-- WHAT NEEDS TO BE DONE --
Please write out the complete listing that follows, exactly as it reads.

[Rows from a pointing dataset]
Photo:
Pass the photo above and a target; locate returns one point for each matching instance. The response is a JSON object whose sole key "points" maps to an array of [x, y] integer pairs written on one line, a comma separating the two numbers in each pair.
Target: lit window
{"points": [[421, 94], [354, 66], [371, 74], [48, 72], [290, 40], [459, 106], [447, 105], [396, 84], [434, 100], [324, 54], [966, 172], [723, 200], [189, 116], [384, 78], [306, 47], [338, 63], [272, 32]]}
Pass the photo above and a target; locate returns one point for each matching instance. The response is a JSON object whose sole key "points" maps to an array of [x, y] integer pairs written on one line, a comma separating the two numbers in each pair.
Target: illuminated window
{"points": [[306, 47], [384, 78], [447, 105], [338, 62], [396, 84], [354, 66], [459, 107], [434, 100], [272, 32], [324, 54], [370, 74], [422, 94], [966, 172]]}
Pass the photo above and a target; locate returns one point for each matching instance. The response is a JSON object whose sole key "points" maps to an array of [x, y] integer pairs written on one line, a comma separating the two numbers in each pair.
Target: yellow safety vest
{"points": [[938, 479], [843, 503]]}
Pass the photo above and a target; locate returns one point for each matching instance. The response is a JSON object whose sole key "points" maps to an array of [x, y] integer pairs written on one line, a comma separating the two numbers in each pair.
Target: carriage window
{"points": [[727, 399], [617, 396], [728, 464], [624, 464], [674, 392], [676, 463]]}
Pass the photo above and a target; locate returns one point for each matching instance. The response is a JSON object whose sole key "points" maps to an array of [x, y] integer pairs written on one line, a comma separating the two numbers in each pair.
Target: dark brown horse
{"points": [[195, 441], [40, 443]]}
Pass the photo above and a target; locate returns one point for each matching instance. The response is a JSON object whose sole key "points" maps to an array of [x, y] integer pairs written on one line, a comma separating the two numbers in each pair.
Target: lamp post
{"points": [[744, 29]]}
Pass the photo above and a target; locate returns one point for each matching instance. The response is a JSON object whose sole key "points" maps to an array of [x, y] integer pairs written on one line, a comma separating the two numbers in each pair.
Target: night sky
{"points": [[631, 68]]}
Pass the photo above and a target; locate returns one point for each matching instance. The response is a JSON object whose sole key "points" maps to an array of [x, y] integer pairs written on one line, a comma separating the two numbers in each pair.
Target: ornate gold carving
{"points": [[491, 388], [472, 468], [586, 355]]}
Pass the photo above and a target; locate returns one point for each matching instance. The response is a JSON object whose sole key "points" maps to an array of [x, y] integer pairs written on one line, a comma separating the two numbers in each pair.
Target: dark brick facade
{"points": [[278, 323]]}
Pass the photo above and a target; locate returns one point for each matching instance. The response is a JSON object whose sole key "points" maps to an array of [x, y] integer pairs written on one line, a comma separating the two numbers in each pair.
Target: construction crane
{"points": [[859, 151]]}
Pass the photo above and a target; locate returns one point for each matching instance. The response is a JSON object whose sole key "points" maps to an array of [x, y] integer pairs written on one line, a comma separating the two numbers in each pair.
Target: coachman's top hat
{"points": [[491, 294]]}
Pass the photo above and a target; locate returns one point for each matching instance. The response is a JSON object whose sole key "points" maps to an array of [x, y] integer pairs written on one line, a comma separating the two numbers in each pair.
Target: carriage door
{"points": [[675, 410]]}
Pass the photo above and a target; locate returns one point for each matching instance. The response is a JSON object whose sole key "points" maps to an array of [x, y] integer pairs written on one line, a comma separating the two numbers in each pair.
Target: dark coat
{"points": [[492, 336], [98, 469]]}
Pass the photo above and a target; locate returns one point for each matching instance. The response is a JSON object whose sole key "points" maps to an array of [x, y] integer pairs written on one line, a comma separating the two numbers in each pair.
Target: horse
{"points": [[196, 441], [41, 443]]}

-- SOLUTION --
Photo:
Pass the photo above and a target; locate returns one point for each matching instance. The response is a JSON object whose sole key "points" maps to an array of [x, y] integer pairs written on one line, a comma separating the two numbers in each pair.
Target: lit window
{"points": [[421, 94], [354, 66], [371, 74], [48, 72], [290, 40], [459, 106], [447, 105], [396, 84], [434, 100], [324, 54], [966, 172], [723, 200], [189, 116], [384, 78], [306, 47], [338, 63], [272, 32]]}
Pass the photo above and a target; locate returns one point for each matching instance. The response is a JSON object whose sole key "points" maps to an array of [x, y] integer pairs written on one line, a comma separating the two numbers in each pair.
Target: illuminated window
{"points": [[306, 47], [384, 78], [447, 105], [338, 62], [396, 84], [354, 66], [459, 107], [434, 100], [272, 32], [324, 54], [370, 74], [422, 94], [966, 172]]}
Pass the photo above and a target; locate returns one point for each matching instance. The response is a JSON object whose sole key "points" maps to an array of [x, y] integer pairs written on one line, a comma separating the two numbers in each pair.
Target: yellow safety vest
{"points": [[938, 479], [843, 503]]}
Pass the photo above and a target; locate returns one point for each matching instance. The response is a JSON object whose sole key "points" maps to an array of [x, y] integer pairs written on one line, a comma separating the two numbers in each pair.
Target: carriage window
{"points": [[727, 399], [617, 396], [728, 464], [624, 464], [674, 392], [676, 463]]}
Pass the photo above and a target; locate returns one point for each matching instance. The response is a JSON object whose sole key "points" maps to an array of [x, y] integer pairs written on one line, a comma separating the two numbers in each pair.
Target: dark brown horse
{"points": [[195, 441], [40, 443]]}
Pass the photo above and a target; locate returns one point for each matching instance. The response is a JSON object whose sole key "points" maps to an array of [x, y] integer pairs written on one line, a comma separating the two numbers in each pair.
Target: lamp post
{"points": [[744, 29]]}
Pass the photo above and a target; locate returns one point for each matching instance. The response is a JSON object whose sole key "points" maps to an array of [x, y] integer pairs written on one line, a comma separating the two numbers in each pair.
Target: night sky
{"points": [[631, 68]]}
Pass the photo above and a target; locate returns one point for each matching instance. The response is a JSON object whose sole key "points" maps to an array of [x, y] integer pairs written on one line, a comma separating the two numbers in each pair.
Target: ornate gold carving
{"points": [[491, 388], [472, 468], [586, 355]]}
Pass the photo above and a target; locate returns one point for each matching instance. The response is a JSON object whose sole key "points" maps to an array of [x, y] integer pairs written on one line, a comma separating the two numbers in each pair.
Target: dark brick facade
{"points": [[278, 323]]}
Pass the photo above and a target; locate returns one point for each matching instance. The response is a JSON object whose sole key "points" maps to an array of [x, y] integer pairs written on one line, a comma separating the two numbers in each pair.
Target: construction crane
{"points": [[859, 151]]}
Pass the photo above and a target; locate returns one point for each matching instance. The response is a JSON object whose sole key "points" maps to an array of [x, y] integer pairs written on one line, a comma separating the two numbers in each pair.
Target: coachman's top hat
{"points": [[491, 294]]}
Pass the photo above and a target; locate returns one point for each matching instance. The response is a JSON object whose sole key "points" maps to an array of [x, y] integer pairs written on one line, a comma separating the two numbers in each pair.
Target: carriage door
{"points": [[675, 410]]}
Pass the photo above and a target; locate returns one point for each matching instance. The response is a JSON object whose sole key "points" maps to an array of [x, y] integer pairs written on one line, a comma separating the two numbers in each pair.
Target: dark coat
{"points": [[492, 336], [98, 469]]}
Pass the photo above and a target; locate returns one point for each matching instance. The response is a JSON object whose sole key "points" maps to an array of [x, y] integer pairs written on one line, a comma separating the two numbers in each pair.
Target: horse
{"points": [[196, 441], [41, 443]]}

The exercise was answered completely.